# EXERCISE INPUT start
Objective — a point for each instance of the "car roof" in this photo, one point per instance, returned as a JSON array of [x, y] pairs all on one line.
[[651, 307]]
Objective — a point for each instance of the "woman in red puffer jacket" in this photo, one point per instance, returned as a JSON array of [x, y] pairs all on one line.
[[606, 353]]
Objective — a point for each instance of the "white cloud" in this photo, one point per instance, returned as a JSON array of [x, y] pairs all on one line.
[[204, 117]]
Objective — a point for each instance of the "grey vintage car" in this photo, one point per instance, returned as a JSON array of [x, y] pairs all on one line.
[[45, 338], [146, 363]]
# EXERCISE INPUT end
# EXERCISE INPUT start
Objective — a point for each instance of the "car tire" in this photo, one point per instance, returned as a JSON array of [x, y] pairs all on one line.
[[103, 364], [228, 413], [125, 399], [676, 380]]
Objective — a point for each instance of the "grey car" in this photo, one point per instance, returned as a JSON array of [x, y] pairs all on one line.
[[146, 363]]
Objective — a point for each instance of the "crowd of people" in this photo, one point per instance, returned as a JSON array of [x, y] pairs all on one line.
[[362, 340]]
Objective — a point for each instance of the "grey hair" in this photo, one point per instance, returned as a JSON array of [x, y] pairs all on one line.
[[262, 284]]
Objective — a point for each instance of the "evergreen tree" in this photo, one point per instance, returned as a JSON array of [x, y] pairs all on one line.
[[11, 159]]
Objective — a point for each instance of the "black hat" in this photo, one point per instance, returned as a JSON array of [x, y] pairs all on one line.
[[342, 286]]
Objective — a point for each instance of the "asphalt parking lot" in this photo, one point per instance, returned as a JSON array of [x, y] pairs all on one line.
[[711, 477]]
# EXERCISE INPUT end
• **PROMPT**: Please copy the items word for word, starting at the line that contains "in red puffer" and ending at the line that contains "[[204, 117]]", with both of those lines included.

• **THE REPLY**:
Objective — a point for each instance of the "woman in red puffer jacket" in this photo, one point per instance, returned as a JSON array of [x, y] pairs all on one line.
[[606, 353]]
Objective — a point for each instance of the "white cloud" in this photo, one point per instance, returned as a JSON array of [x, y] pairs all on one line.
[[204, 117]]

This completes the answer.